* _Activity_
Report back each line of the data that contains the word "black".

* _Available records_
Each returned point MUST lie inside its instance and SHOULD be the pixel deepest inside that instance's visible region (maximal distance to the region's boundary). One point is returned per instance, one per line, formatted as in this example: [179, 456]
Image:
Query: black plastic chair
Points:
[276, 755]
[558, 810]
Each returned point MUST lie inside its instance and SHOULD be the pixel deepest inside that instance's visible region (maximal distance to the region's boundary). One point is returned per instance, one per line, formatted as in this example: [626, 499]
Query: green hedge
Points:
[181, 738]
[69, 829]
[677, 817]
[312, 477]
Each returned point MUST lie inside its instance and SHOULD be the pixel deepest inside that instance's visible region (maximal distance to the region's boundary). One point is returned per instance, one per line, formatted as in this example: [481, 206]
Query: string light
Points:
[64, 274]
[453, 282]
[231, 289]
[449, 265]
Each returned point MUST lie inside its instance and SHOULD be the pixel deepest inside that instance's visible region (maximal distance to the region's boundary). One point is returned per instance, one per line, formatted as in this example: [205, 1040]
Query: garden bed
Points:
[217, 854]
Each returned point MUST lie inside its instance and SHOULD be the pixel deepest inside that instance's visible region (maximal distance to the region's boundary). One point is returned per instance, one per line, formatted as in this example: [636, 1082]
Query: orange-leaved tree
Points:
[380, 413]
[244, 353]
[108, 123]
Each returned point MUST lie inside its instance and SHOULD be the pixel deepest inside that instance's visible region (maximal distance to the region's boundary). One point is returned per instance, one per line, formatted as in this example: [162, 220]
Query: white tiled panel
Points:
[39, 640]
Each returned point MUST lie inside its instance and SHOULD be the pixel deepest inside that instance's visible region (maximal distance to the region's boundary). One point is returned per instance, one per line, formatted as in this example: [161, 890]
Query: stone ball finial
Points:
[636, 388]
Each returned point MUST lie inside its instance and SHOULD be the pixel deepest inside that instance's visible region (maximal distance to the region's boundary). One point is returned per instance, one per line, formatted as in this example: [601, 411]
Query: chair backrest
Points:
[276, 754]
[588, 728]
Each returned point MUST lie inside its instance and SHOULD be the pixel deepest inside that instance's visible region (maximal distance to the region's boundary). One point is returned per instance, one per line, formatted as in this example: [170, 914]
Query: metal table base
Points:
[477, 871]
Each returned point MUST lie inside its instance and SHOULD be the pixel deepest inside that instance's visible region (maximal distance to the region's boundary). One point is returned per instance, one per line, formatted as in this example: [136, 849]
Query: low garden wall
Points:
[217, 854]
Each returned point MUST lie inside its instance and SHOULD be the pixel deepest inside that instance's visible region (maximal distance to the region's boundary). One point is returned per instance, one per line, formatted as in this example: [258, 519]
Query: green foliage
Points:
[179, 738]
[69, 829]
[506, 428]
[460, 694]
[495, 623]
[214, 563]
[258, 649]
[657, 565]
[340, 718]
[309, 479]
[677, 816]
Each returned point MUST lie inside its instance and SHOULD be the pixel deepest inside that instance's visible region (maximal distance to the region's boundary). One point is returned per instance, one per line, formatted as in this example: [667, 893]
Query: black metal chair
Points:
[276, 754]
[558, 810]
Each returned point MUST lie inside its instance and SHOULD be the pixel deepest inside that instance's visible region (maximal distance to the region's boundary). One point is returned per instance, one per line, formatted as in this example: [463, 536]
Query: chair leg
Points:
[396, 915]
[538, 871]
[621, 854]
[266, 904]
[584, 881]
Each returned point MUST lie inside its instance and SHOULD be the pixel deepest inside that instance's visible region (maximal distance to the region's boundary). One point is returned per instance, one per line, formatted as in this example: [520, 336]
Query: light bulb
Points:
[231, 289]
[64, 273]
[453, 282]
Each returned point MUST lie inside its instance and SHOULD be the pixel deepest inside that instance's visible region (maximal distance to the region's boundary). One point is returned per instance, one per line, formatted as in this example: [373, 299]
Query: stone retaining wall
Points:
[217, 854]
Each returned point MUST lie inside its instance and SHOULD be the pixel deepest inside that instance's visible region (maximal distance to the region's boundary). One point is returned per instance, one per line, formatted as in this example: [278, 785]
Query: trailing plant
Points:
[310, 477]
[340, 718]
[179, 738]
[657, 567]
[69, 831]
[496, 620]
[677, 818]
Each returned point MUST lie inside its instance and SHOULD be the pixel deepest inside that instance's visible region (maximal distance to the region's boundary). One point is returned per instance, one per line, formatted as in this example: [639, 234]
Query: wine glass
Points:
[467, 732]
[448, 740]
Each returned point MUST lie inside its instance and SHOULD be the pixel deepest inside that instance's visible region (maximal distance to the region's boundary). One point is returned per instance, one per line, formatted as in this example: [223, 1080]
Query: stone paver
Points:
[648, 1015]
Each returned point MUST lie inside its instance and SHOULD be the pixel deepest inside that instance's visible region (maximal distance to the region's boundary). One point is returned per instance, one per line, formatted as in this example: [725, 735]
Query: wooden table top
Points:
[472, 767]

* _Response area_
Query: black plastic chair
Query: black metal chair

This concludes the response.